What is needed: Reproduce the items from their beginning up to and including the line containing "positive clicks: (413, 230)", exchanging "rough mask" for "coarse mask" wherever it occurs and changing nothing else; omit the pictures from your answer.

Supplied data section start

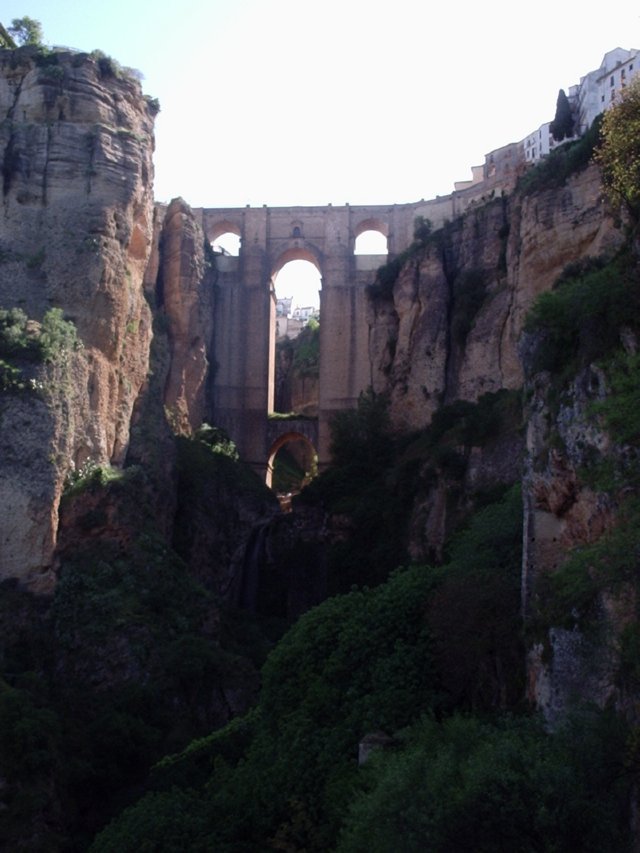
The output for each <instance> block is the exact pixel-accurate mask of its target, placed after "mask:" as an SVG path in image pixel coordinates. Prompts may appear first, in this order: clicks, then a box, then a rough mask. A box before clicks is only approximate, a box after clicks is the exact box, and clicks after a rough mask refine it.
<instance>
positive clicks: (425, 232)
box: [367, 216, 433, 299]
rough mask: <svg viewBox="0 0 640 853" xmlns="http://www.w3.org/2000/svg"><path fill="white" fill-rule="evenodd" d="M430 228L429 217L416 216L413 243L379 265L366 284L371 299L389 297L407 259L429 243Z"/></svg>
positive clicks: (413, 230) (387, 297) (413, 229)
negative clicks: (373, 280)
mask: <svg viewBox="0 0 640 853" xmlns="http://www.w3.org/2000/svg"><path fill="white" fill-rule="evenodd" d="M432 228H433V226H432V224H431V221H430V220H429V219H425V218H424V216H416V219H415V222H414V227H413V243H411V245H410V246H408V247H407V248H406V249H405V250H404V251H402V252H400V254H398V255H396V256H395V257H394V258H391V260H389V261H388V262H387V263H386V264H384V265H383V266H381V267H380V268H379V269H378V270H377V272H376V277H375V280H374V282H373V283H372V284H370V285H368V287H367V291H368V293H369V296H370V297H371V298H372V299H391V297H392V295H393V286H394V284H395V283H396V281H397V280H398V276H399V275H400V270H401V269H402V268H403V267H404V266H406V264H407V263H408V262H409V261H411V260H413V259H414V258H416V257H417V256H418V254H419V253H420V252H421V251H422V250H423V249H424V248H425V246H427V245H428V244H429V242H430V241H431V238H432Z"/></svg>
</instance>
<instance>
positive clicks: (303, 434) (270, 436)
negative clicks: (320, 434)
mask: <svg viewBox="0 0 640 853" xmlns="http://www.w3.org/2000/svg"><path fill="white" fill-rule="evenodd" d="M300 440H302V441H305V442H306V443H307V444H308V445H310V447H311V448H312V449H313V452H314V453H317V450H318V421H317V419H316V418H269V419H268V422H267V446H268V447H269V458H268V462H267V474H266V481H267V486H269V487H270V488H271V485H272V478H273V465H274V461H275V458H276V454H277V452H278V451H279V450H280V449H281V448H282V447H284V446H285V445H286V444H288V443H289V442H291V441H300Z"/></svg>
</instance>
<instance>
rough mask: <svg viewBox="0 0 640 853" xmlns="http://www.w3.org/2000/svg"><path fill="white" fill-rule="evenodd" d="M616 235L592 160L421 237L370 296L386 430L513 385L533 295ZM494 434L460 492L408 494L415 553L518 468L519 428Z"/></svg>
mask: <svg viewBox="0 0 640 853" xmlns="http://www.w3.org/2000/svg"><path fill="white" fill-rule="evenodd" d="M621 241H622V236H621V233H620V232H619V231H618V230H617V229H616V228H615V227H614V222H613V219H612V217H611V216H610V215H609V213H608V211H607V208H606V206H605V205H604V202H603V198H602V191H601V182H600V175H599V172H598V170H597V169H596V168H595V167H589V168H587V169H586V170H584V171H582V172H580V173H578V174H576V175H575V176H574V177H572V178H571V179H570V180H569V182H568V183H567V184H566V185H565V186H564V187H562V188H561V189H554V190H551V189H550V190H545V191H542V192H537V193H532V194H530V195H520V194H518V193H514V194H513V195H512V196H510V197H508V198H501V199H495V200H493V201H491V202H489V203H487V204H485V205H483V206H481V207H477V208H472V209H471V210H469V211H468V212H467V213H466V214H465V215H464V216H463V217H461V218H460V219H458V220H456V221H455V222H453V223H450V224H449V225H446V226H445V227H444V228H443V229H442V230H441V231H439V232H437V233H436V234H433V235H431V238H430V239H429V240H427V241H426V243H425V245H424V247H423V248H422V249H421V250H416V251H413V252H412V253H411V255H410V257H409V258H408V260H407V262H406V263H405V264H404V265H403V266H402V267H401V269H400V272H399V274H398V277H397V279H396V281H395V284H394V285H393V287H392V289H387V290H386V292H385V293H382V294H379V295H378V296H377V297H376V298H375V299H373V300H372V302H371V314H370V358H371V370H372V377H373V387H374V390H376V391H377V392H384V393H387V394H388V395H389V398H390V400H391V417H392V420H393V423H394V424H395V426H396V427H397V428H398V429H400V430H413V429H419V428H422V427H424V425H425V424H426V423H428V422H429V421H430V419H431V418H432V416H433V414H434V412H435V411H436V410H437V409H439V408H440V407H441V406H442V405H446V404H450V403H452V402H453V401H456V400H467V401H470V402H476V401H477V400H478V399H479V398H480V397H481V396H482V395H483V394H485V393H487V392H496V391H498V390H500V389H511V390H516V389H519V388H522V386H523V382H524V371H523V366H522V361H521V357H520V354H519V351H518V342H519V341H520V338H521V333H522V329H523V324H524V320H525V316H526V314H527V312H528V310H529V309H530V308H531V306H532V304H533V301H534V300H535V298H536V296H537V295H538V294H540V293H542V292H543V291H547V290H549V289H550V288H551V287H552V285H553V283H554V281H555V280H556V279H557V278H558V276H559V275H560V273H561V272H562V270H563V269H564V268H565V267H566V266H567V264H570V263H572V262H575V261H577V260H580V259H582V258H585V257H589V256H599V255H602V254H603V253H604V254H606V253H607V252H612V251H613V250H614V249H615V247H617V246H618V245H619V244H620V243H621ZM535 423H537V421H535ZM530 429H531V425H530ZM495 438H496V440H495V441H492V442H488V443H487V444H485V445H484V446H483V447H481V448H475V449H474V451H473V454H472V456H471V457H470V458H469V460H468V462H467V473H466V474H465V477H464V482H463V483H462V485H461V486H460V484H458V486H457V490H458V492H459V493H460V495H459V497H458V499H456V500H452V487H451V484H450V483H447V481H446V478H444V479H443V478H440V479H439V480H438V481H437V482H436V483H435V484H434V485H433V486H432V487H431V488H430V489H428V490H427V491H426V492H425V494H423V495H421V496H420V497H419V499H418V500H417V501H416V504H415V507H414V512H413V520H412V527H411V540H410V543H409V548H410V552H411V554H412V556H413V557H414V558H415V559H418V560H420V559H434V558H435V559H438V557H439V555H440V554H441V549H442V545H443V543H444V541H445V539H446V536H447V535H448V531H449V530H450V529H451V525H452V522H453V523H455V520H456V516H458V517H459V515H460V512H461V511H462V510H463V507H464V506H465V503H466V501H467V498H468V496H469V495H470V494H473V492H474V491H477V490H478V489H482V488H491V485H492V484H493V485H499V484H500V483H505V482H510V481H511V482H513V481H514V480H515V479H517V478H518V477H519V476H520V475H521V472H522V463H523V459H524V451H525V446H524V443H523V441H522V438H521V436H518V435H517V434H515V433H513V432H512V433H511V434H510V435H508V436H497V435H496V437H495ZM540 440H542V439H540ZM550 488H551V489H553V488H555V486H550ZM460 496H461V497H460ZM456 503H457V506H456ZM585 524H588V522H587V521H585ZM593 524H594V525H596V526H597V522H596V521H595V520H594V521H593Z"/></svg>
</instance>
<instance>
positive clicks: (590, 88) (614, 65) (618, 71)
mask: <svg viewBox="0 0 640 853" xmlns="http://www.w3.org/2000/svg"><path fill="white" fill-rule="evenodd" d="M639 70H640V56H639V54H638V51H637V50H636V49H633V48H632V49H631V50H625V49H624V48H622V47H616V48H614V49H613V50H610V51H609V52H608V53H605V55H604V58H603V60H602V62H601V63H600V67H599V68H596V69H595V70H594V71H589V73H588V74H585V76H584V77H581V78H580V83H579V84H578V85H576V86H571V88H570V89H569V92H568V94H567V98H568V100H569V103H570V104H571V109H572V111H573V114H574V116H575V119H576V127H575V131H576V136H582V135H583V134H585V133H586V132H587V130H588V129H589V128H590V127H591V125H592V124H593V122H594V120H595V119H596V117H597V116H599V115H600V113H602V112H604V111H605V110H606V109H608V108H609V107H610V106H611V105H612V104H613V103H614V102H615V99H616V96H617V95H618V93H619V92H620V91H621V90H622V89H624V87H625V86H627V85H628V84H629V82H630V81H631V80H632V79H633V78H634V77H635V76H636V74H637V73H638V71H639ZM549 125H550V122H546V123H545V124H543V125H541V126H540V127H539V128H538V129H537V130H535V131H533V133H530V134H529V135H528V136H526V137H525V138H524V139H523V140H522V143H521V145H522V149H523V152H524V158H525V162H526V163H536V162H538V161H539V160H540V159H541V158H542V157H546V156H547V154H549V153H550V151H553V149H554V147H556V146H557V144H558V143H556V142H555V140H554V138H553V135H552V134H551V132H550V130H549ZM574 138H575V137H574ZM564 141H567V140H563V142H564Z"/></svg>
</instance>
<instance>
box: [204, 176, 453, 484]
mask: <svg viewBox="0 0 640 853" xmlns="http://www.w3.org/2000/svg"><path fill="white" fill-rule="evenodd" d="M468 203H469V199H468V197H466V196H465V194H464V193H455V194H452V195H450V196H445V197H442V198H438V199H435V200H433V201H420V202H416V203H414V204H405V205H391V206H351V205H348V204H346V205H344V206H335V207H334V206H333V205H327V206H326V207H291V208H288V207H275V208H269V207H266V206H264V207H262V208H251V207H246V208H201V209H197V210H194V214H195V216H196V218H197V219H198V220H199V221H200V223H201V226H202V229H203V231H204V233H205V235H206V237H207V238H208V240H209V241H210V242H211V243H214V242H215V241H216V240H217V239H218V238H219V237H220V236H221V235H222V234H225V233H233V234H236V235H237V236H238V237H240V252H239V255H238V256H237V257H234V256H225V255H222V256H218V261H217V266H218V283H217V284H218V289H217V295H216V312H215V318H214V324H215V335H214V340H215V351H214V362H215V377H214V380H213V397H214V411H213V419H214V422H215V423H216V425H217V426H220V427H222V428H223V429H224V430H226V432H227V433H228V434H229V436H230V437H231V438H232V439H233V440H234V442H235V443H236V445H237V447H238V450H239V453H240V455H241V457H242V459H244V460H245V461H246V462H248V463H249V464H250V465H251V466H252V467H253V468H254V469H256V470H257V471H258V472H259V473H261V474H262V475H263V476H264V475H265V474H266V475H267V479H268V480H269V479H270V469H271V464H272V461H273V459H274V457H275V454H276V453H277V451H278V450H279V448H280V447H282V445H283V444H284V443H286V442H287V441H289V440H292V439H300V438H301V439H303V440H305V441H307V442H309V443H311V444H312V445H313V447H314V449H315V450H316V451H317V454H318V464H319V467H320V468H322V467H324V466H325V465H326V464H327V463H328V462H329V423H330V420H331V417H332V416H333V414H334V413H335V412H337V411H340V410H341V409H345V408H351V407H353V406H354V405H355V403H356V401H357V399H358V396H359V394H360V393H361V392H362V391H363V390H364V389H365V388H367V387H368V386H369V385H370V384H371V377H370V369H369V357H368V336H369V326H368V323H367V298H366V291H365V288H366V285H367V284H370V283H371V282H372V281H373V278H374V277H375V272H376V270H377V268H378V267H379V266H381V265H382V264H384V263H386V262H387V259H392V258H393V257H394V256H395V255H397V254H398V253H399V252H401V251H402V250H404V249H405V248H406V247H407V246H409V245H410V243H411V242H412V240H413V229H414V222H415V219H416V217H418V216H423V217H425V218H427V219H429V220H431V222H432V223H433V225H434V226H438V225H441V224H442V223H443V222H444V221H445V220H446V219H450V218H452V217H453V216H455V215H456V214H457V213H459V212H461V210H462V209H464V206H465V205H466V204H468ZM365 231H377V232H379V233H381V234H382V235H384V237H385V238H386V240H387V248H388V255H356V254H354V248H355V241H356V239H357V238H358V236H359V235H360V234H362V233H363V232H365ZM293 260H305V261H309V262H310V263H312V264H313V265H314V266H315V267H316V269H317V270H318V272H319V273H320V277H321V292H320V315H321V323H320V376H319V414H318V419H317V422H316V421H309V420H302V419H300V420H274V419H270V418H269V414H270V413H272V412H273V407H274V372H275V367H274V365H275V361H274V352H275V307H276V298H275V288H274V283H273V279H274V277H275V276H276V275H277V273H278V272H279V271H280V270H281V269H282V267H283V266H284V265H285V264H286V263H288V262H289V261H293Z"/></svg>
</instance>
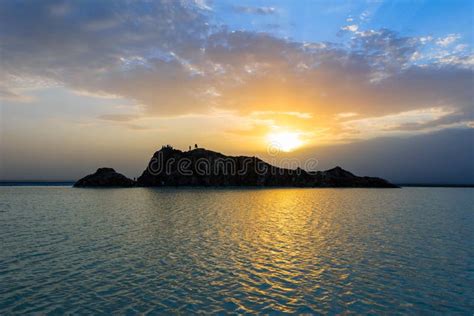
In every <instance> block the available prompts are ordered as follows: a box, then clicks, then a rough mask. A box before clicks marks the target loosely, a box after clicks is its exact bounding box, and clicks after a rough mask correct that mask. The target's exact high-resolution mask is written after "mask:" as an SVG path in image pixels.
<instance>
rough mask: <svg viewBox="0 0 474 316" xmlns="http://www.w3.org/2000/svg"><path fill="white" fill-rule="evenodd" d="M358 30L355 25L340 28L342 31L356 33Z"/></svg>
mask: <svg viewBox="0 0 474 316" xmlns="http://www.w3.org/2000/svg"><path fill="white" fill-rule="evenodd" d="M358 29H359V26H358V25H357V24H352V25H346V26H343V27H342V28H341V30H343V31H349V32H356V31H357V30H358Z"/></svg>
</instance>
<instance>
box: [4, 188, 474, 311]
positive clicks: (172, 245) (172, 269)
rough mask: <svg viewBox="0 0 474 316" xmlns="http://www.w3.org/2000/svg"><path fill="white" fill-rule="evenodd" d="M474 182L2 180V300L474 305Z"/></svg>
mask: <svg viewBox="0 0 474 316" xmlns="http://www.w3.org/2000/svg"><path fill="white" fill-rule="evenodd" d="M473 193H474V190H473V189H462V188H455V189H454V188H403V189H372V190H370V189H261V190H252V189H248V190H246V189H245V190H240V189H220V190H218V189H144V188H136V189H135V188H134V189H73V188H69V187H0V240H1V243H0V250H1V251H0V314H13V313H34V312H36V313H83V314H88V313H110V312H115V313H138V312H144V313H147V312H151V313H155V312H156V313H159V312H161V313H188V312H199V311H205V312H210V313H218V312H222V313H225V312H230V313H232V312H242V313H244V312H250V313H252V312H261V313H279V312H289V313H295V312H296V313H320V312H322V313H342V312H345V311H352V312H356V313H387V312H401V313H427V314H429V313H432V312H441V313H461V314H472V313H473V312H474V249H473V245H474V235H473V230H474V194H473Z"/></svg>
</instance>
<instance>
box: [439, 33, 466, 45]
mask: <svg viewBox="0 0 474 316" xmlns="http://www.w3.org/2000/svg"><path fill="white" fill-rule="evenodd" d="M459 38H461V36H460V35H459V34H449V35H447V36H446V37H442V38H439V39H438V40H437V41H436V44H437V45H439V46H442V47H447V46H449V45H451V44H452V43H454V42H456V41H457V40H458V39H459Z"/></svg>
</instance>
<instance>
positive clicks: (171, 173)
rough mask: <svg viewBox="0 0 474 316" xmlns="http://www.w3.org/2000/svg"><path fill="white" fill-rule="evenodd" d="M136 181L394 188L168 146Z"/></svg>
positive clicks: (237, 158)
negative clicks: (173, 147)
mask: <svg viewBox="0 0 474 316" xmlns="http://www.w3.org/2000/svg"><path fill="white" fill-rule="evenodd" d="M137 184H138V185H139V186H144V187H154V186H274V187H275V186H282V187H363V188H366V187H367V188H368V187H374V188H395V187H397V186H395V185H393V184H391V183H389V182H388V181H386V180H383V179H380V178H373V177H358V176H356V175H354V174H352V173H350V172H349V171H346V170H344V169H342V168H341V167H335V168H333V169H330V170H326V171H318V172H306V171H305V170H302V169H300V168H298V169H295V170H292V169H283V168H278V167H275V166H272V165H270V164H268V163H266V162H264V161H263V160H261V159H259V158H257V157H246V156H225V155H223V154H221V153H218V152H214V151H210V150H206V149H203V148H197V149H194V150H190V151H185V152H183V151H181V150H177V149H173V148H172V147H171V146H164V147H162V149H161V150H159V151H157V152H156V153H155V154H154V155H153V157H152V159H151V160H150V162H149V164H148V167H147V169H146V170H144V171H143V173H142V175H141V176H140V177H139V178H138V180H137Z"/></svg>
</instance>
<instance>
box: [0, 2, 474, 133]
mask: <svg viewBox="0 0 474 316" xmlns="http://www.w3.org/2000/svg"><path fill="white" fill-rule="evenodd" d="M0 7H1V10H0V43H2V44H1V45H2V46H1V47H2V63H3V65H2V66H3V68H2V75H0V85H1V86H3V87H5V88H4V90H2V91H14V90H13V89H12V88H11V87H10V81H9V80H7V78H8V76H10V77H11V76H16V77H19V78H24V79H25V80H26V79H27V78H39V77H41V78H44V80H47V81H51V82H56V83H57V84H59V85H63V86H66V87H68V88H70V89H72V90H75V91H84V92H87V93H90V94H97V95H113V96H121V97H124V98H127V99H128V100H133V101H135V102H136V104H137V106H138V105H140V108H141V109H142V112H143V115H146V116H182V115H189V114H209V115H211V114H212V113H215V111H216V110H218V111H227V112H231V113H233V114H234V115H235V116H236V117H239V118H242V120H248V121H252V122H254V123H255V124H257V125H261V126H263V127H264V128H263V129H265V128H266V127H268V126H269V124H270V121H271V124H273V125H280V126H282V125H285V124H286V125H288V126H290V127H294V128H300V129H304V130H305V131H307V132H311V131H313V130H318V131H324V132H321V133H322V134H321V135H320V136H321V139H342V138H344V137H346V136H347V133H348V131H347V125H344V121H345V120H347V119H349V117H347V116H346V117H344V116H342V117H341V116H340V115H339V114H340V113H357V114H358V116H357V119H358V120H363V119H375V120H377V119H376V118H377V117H379V118H384V117H387V116H389V117H390V116H397V115H399V114H400V113H410V111H424V110H427V109H432V108H439V109H443V111H445V112H443V113H445V115H444V116H443V120H444V122H441V121H440V119H441V118H439V117H434V116H433V117H431V118H428V119H427V121H424V122H421V123H420V124H418V125H417V128H416V129H414V128H413V122H412V121H410V120H409V119H408V118H407V117H406V116H403V115H402V116H401V117H402V118H404V119H405V121H403V120H402V121H400V122H399V124H398V125H397V126H385V127H386V128H385V129H387V127H390V130H391V131H393V132H394V133H396V132H400V131H403V130H411V131H413V130H417V131H423V129H428V130H431V129H433V128H436V126H431V125H433V124H434V125H436V124H438V125H439V126H444V125H445V124H446V123H445V122H446V120H448V119H449V120H450V121H451V123H450V124H455V123H463V122H467V121H472V120H473V119H474V118H473V117H472V100H473V97H474V96H473V92H472V76H473V68H472V56H470V55H466V53H465V51H464V53H463V54H464V55H460V54H459V53H458V52H456V51H454V50H453V51H450V54H448V55H443V56H442V57H440V56H438V57H437V58H431V59H427V58H426V57H424V56H425V55H426V54H423V51H422V46H423V45H425V44H426V43H428V42H429V41H431V40H428V37H408V36H401V35H400V34H398V33H397V32H394V31H391V30H388V29H379V30H361V29H359V27H358V26H357V25H356V24H353V25H349V26H347V27H346V28H347V30H349V31H351V32H352V33H353V34H351V35H352V36H351V38H350V39H349V40H348V42H347V43H345V45H337V44H333V43H311V42H310V43H301V42H295V41H292V40H288V39H283V38H278V37H275V36H272V35H269V34H263V33H255V32H249V31H232V30H229V29H227V28H225V27H220V26H218V25H212V24H211V23H210V21H211V19H210V18H209V14H211V13H212V10H211V9H212V8H210V7H208V5H207V4H206V2H203V1H198V2H180V1H159V2H149V1H133V2H130V1H126V0H123V1H117V2H114V3H113V4H110V3H102V2H96V1H81V2H76V1H51V0H45V1H41V2H39V1H31V2H25V5H18V3H17V2H13V1H11V2H10V1H3V2H1V3H0ZM243 8H246V9H243ZM265 8H266V9H264V8H251V9H249V8H248V7H241V8H240V10H243V11H245V12H244V13H254V14H272V13H275V10H274V9H273V8H267V7H265ZM449 41H450V40H446V39H443V44H444V43H446V42H449ZM452 42H453V41H452V40H451V42H450V43H452ZM2 94H3V96H4V97H9V95H8V93H7V92H3V93H2ZM10 97H11V96H10ZM255 112H260V113H263V114H261V115H259V117H258V118H256V117H255ZM277 113H278V114H277ZM285 113H286V114H285ZM288 113H305V114H304V115H305V116H306V117H299V116H298V115H288ZM113 115H114V114H113V113H112V114H110V115H109V116H104V117H102V119H108V120H110V119H112V120H115V121H119V120H126V119H128V117H123V116H120V117H118V116H113ZM380 120H382V121H383V119H380ZM380 120H379V121H378V122H380ZM430 122H431V123H430ZM384 124H385V123H384ZM387 124H388V123H387ZM410 124H411V125H410ZM263 129H262V130H263ZM351 129H352V131H351V132H354V130H355V131H356V132H358V134H359V135H360V136H359V137H368V134H367V131H366V130H364V129H363V128H360V127H357V126H352V127H351ZM355 134H356V133H353V135H355Z"/></svg>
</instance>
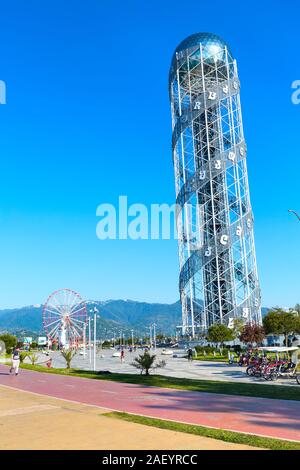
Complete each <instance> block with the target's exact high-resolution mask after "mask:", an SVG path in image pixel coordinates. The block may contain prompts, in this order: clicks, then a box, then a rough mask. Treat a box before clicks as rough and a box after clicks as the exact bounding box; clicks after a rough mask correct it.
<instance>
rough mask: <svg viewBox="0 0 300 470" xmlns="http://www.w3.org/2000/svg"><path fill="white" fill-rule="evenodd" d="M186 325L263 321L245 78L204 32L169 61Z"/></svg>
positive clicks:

Supplied data section end

Answer to the problem:
The output for each <instance> block is the exact pixel-accurate mask of its target, placed after "mask:" as an SVG path in image pixel coordinates. Prompts may appear first, in this order: clicks, then a box, then a coarse mask. A box before clicks is only approximate, a box after clicks is the exact box, and clicks after a coarse mask refine it.
<instance>
positive clicks: (425, 232)
box: [367, 216, 433, 299]
coarse mask: <svg viewBox="0 0 640 853" xmlns="http://www.w3.org/2000/svg"><path fill="white" fill-rule="evenodd" d="M430 228L429 217L416 216L413 243L379 265L366 284L371 299L389 297L407 259L429 243Z"/></svg>
positive clicks: (413, 230) (387, 297) (413, 229)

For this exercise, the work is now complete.